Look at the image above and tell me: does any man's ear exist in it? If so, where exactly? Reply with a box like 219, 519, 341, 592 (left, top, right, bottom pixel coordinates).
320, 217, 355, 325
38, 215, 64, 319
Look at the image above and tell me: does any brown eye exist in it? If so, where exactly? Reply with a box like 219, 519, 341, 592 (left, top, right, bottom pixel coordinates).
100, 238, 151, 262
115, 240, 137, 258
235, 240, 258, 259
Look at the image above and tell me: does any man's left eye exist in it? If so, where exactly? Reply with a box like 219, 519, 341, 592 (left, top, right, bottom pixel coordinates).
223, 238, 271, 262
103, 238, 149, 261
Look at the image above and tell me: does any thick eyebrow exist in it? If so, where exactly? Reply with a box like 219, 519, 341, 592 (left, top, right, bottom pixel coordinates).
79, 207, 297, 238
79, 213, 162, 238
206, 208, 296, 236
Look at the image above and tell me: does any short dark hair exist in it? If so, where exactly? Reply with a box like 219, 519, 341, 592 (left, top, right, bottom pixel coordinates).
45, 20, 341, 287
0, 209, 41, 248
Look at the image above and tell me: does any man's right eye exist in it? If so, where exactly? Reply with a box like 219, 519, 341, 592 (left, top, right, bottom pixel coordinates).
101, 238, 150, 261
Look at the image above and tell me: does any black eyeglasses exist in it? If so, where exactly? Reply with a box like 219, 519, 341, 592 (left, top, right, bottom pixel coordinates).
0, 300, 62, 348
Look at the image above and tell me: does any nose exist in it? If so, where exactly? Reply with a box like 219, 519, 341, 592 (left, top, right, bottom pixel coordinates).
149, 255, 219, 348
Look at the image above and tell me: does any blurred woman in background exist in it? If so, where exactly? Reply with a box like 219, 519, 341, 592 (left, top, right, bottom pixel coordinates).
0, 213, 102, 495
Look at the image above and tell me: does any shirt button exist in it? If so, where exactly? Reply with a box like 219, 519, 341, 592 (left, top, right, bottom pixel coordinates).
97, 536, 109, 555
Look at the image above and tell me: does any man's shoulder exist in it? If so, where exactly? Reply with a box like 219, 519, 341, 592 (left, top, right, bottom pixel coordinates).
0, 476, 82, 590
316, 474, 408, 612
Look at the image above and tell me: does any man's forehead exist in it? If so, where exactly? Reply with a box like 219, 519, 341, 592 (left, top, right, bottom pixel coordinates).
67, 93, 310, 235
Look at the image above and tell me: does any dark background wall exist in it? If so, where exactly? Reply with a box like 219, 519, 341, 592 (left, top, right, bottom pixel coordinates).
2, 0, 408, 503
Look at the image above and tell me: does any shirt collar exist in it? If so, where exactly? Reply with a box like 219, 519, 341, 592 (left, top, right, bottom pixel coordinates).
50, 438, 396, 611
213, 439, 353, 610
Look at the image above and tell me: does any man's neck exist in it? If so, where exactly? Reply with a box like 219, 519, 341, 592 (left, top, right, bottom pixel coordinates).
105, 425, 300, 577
* * *
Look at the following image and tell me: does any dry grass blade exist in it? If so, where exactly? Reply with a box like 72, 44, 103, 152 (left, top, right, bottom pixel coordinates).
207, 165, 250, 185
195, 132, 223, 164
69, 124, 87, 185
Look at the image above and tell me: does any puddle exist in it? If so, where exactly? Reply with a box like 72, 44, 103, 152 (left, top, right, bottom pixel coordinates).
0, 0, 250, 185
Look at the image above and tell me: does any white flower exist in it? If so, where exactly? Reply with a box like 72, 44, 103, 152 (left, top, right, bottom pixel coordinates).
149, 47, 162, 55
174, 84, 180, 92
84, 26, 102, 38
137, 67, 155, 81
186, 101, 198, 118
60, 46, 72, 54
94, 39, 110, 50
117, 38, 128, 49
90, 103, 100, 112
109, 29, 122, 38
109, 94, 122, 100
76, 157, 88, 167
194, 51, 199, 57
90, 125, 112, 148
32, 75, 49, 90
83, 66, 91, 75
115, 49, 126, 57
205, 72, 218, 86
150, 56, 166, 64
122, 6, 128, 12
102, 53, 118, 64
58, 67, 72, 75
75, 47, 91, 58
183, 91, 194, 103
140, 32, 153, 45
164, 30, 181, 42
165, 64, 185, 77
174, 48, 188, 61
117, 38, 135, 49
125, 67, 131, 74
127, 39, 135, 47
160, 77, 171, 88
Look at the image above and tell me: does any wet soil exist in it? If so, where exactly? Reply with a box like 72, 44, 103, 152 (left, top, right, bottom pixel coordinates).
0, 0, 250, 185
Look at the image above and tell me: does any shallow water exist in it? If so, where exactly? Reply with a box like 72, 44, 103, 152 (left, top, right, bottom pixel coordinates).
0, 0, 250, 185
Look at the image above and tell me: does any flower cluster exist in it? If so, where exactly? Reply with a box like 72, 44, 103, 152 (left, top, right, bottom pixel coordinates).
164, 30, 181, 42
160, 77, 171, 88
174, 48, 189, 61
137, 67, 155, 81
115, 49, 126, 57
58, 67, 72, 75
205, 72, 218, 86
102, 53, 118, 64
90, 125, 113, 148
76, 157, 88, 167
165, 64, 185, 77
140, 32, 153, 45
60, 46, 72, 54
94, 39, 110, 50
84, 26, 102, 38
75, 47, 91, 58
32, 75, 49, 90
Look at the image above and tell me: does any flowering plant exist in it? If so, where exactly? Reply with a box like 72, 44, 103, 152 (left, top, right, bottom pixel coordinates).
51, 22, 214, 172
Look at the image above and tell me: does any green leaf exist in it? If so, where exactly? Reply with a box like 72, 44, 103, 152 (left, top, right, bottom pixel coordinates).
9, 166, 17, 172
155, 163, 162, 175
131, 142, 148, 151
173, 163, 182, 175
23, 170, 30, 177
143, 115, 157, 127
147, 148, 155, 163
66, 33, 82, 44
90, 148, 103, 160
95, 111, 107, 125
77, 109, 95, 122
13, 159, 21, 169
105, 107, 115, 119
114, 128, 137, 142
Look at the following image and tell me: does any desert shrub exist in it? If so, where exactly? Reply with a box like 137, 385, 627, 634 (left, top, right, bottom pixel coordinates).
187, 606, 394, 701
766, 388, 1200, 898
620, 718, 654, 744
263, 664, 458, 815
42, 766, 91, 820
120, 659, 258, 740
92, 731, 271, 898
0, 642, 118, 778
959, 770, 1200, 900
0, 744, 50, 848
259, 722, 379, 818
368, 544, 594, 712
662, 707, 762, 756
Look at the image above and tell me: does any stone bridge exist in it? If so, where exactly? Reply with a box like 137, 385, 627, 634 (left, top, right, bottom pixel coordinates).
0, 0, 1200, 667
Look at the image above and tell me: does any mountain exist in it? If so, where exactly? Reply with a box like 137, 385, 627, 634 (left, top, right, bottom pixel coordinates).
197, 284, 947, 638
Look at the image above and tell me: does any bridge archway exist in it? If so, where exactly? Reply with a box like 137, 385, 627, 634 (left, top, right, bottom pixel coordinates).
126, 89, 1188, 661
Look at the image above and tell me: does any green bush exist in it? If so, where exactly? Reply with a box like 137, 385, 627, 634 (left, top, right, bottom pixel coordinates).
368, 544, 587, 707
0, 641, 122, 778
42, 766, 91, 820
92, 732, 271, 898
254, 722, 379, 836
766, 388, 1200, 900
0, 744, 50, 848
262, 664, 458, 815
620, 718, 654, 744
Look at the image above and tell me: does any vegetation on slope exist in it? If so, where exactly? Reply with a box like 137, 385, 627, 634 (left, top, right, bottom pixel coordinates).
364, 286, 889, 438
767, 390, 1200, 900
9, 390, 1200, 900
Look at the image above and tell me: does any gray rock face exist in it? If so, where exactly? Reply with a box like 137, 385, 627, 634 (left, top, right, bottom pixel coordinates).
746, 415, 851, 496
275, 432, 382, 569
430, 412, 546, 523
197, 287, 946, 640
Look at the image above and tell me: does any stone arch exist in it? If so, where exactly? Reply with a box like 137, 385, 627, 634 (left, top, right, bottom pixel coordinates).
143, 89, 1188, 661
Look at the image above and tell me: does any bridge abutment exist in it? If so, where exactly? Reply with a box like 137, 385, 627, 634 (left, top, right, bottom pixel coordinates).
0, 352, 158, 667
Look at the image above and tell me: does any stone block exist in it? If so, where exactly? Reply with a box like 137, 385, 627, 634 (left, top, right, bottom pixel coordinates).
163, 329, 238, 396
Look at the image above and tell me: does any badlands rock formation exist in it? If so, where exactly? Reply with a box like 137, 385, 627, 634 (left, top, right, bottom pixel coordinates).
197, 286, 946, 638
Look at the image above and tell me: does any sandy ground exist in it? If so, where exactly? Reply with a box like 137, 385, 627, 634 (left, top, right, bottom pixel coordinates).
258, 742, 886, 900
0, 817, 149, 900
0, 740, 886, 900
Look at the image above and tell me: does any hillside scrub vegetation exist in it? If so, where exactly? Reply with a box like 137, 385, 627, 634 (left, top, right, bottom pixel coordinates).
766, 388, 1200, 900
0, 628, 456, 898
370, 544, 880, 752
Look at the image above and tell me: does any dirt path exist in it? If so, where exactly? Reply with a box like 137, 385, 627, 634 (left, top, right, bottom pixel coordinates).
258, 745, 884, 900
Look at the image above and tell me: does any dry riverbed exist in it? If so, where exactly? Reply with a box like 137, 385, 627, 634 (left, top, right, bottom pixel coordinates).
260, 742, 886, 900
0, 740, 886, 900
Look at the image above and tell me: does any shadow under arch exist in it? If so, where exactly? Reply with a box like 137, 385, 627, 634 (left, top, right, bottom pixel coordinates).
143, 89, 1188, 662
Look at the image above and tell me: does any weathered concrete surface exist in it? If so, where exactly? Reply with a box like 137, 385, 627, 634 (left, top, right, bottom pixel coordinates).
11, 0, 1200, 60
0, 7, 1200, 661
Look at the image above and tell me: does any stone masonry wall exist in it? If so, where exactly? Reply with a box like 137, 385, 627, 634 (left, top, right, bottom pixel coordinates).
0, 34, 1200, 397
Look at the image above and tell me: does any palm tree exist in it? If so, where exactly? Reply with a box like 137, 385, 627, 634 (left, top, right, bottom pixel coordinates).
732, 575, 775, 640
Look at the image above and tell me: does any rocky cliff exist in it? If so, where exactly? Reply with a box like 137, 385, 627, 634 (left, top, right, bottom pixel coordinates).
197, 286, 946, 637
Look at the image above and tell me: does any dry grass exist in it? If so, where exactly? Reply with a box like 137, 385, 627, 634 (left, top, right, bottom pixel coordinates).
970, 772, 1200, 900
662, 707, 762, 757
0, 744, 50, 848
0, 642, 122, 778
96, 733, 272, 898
--
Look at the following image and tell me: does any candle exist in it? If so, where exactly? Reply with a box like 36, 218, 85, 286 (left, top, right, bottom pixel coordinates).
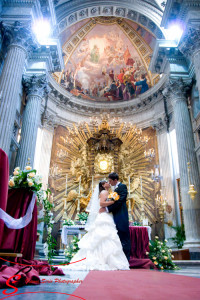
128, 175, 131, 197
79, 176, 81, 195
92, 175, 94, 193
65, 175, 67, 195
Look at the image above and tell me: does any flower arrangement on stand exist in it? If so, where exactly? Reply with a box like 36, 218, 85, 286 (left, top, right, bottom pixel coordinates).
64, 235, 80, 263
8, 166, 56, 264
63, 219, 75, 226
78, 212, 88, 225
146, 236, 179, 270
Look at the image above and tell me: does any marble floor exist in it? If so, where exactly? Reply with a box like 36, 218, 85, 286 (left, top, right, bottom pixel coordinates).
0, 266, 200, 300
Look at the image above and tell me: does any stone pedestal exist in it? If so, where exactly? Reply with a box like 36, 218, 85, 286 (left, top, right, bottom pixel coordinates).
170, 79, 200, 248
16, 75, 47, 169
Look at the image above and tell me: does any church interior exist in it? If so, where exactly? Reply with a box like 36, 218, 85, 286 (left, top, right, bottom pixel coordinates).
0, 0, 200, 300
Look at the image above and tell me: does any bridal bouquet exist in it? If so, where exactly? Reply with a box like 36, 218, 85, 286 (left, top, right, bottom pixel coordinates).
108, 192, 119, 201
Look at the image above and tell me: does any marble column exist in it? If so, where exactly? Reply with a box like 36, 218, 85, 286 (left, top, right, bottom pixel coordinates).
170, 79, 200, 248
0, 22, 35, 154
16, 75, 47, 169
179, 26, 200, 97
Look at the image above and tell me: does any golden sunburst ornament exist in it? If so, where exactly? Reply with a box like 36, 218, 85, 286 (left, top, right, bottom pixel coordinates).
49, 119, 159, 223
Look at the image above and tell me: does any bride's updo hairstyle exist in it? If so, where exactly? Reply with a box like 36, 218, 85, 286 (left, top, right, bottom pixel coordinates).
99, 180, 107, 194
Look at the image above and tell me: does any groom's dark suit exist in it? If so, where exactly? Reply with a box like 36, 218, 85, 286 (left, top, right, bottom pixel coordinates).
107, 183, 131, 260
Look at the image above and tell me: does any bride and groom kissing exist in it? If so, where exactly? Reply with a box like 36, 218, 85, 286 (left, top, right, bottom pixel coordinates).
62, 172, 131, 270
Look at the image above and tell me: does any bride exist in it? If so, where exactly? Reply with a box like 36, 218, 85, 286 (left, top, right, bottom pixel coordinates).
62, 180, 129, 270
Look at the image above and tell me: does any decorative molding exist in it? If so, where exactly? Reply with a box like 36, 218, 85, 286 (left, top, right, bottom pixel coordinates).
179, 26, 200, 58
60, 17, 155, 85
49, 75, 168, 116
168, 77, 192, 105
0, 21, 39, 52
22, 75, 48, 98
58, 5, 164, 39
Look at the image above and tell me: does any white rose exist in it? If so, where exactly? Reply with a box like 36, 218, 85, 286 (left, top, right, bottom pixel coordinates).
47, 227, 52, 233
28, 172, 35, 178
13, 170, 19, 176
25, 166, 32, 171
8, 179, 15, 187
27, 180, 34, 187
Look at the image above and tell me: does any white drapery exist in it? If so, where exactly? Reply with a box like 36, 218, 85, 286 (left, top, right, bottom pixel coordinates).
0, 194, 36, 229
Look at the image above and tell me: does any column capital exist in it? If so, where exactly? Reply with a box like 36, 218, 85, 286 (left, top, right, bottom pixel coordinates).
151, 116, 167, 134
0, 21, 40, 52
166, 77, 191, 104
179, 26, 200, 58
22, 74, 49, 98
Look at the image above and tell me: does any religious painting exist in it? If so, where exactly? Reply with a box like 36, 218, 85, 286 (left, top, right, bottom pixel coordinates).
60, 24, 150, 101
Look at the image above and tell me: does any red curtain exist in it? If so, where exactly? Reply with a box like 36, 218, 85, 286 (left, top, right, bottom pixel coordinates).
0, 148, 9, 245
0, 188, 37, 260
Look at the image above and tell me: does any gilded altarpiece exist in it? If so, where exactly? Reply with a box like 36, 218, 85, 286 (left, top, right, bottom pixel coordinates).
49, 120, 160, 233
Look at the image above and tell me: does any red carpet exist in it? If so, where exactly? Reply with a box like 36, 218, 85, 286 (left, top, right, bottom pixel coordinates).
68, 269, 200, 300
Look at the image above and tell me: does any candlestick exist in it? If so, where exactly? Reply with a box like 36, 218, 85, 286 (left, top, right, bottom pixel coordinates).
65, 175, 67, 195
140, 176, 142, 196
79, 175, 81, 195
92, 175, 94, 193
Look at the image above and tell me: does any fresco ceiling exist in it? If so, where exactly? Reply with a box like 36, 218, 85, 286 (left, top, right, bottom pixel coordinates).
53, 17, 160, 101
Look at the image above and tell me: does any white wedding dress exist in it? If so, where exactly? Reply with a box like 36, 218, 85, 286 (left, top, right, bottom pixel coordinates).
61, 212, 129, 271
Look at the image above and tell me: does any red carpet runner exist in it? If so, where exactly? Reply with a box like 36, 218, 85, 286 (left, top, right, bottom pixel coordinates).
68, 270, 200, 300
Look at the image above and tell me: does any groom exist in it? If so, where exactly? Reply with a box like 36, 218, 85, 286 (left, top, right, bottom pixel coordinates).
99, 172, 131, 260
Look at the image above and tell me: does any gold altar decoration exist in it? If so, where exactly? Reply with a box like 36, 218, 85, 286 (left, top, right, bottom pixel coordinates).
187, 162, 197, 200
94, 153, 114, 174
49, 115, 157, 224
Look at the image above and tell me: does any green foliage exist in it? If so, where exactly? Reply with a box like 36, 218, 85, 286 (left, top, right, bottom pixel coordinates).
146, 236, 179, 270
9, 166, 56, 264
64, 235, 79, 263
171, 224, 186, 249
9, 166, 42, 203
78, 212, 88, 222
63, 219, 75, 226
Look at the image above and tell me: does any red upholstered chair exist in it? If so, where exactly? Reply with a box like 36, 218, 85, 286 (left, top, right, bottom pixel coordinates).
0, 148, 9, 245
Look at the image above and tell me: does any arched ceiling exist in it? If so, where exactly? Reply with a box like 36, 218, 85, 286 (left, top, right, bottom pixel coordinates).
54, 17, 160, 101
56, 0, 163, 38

Your goal
Copy the lines verbatim, starting at the line that contains "any man's ear" and ending at the line that contains "235, 240, 258, 259", with both of those lines included.

Exercise solution
Look at the image above and tell me: does any man's ear exist in it? If so, where exactly? Reply with a box like 219, 519, 341, 592 (left, top, right, bottom pixel coordinates).
320, 217, 355, 325
38, 215, 64, 319
Look at the image above and tell me: does any brown eye exist in it? If so, where exactly? Reply with a box like 219, 519, 341, 592 (left, top, right, bottom pixel coordinates).
100, 238, 151, 262
115, 240, 137, 258
235, 240, 258, 259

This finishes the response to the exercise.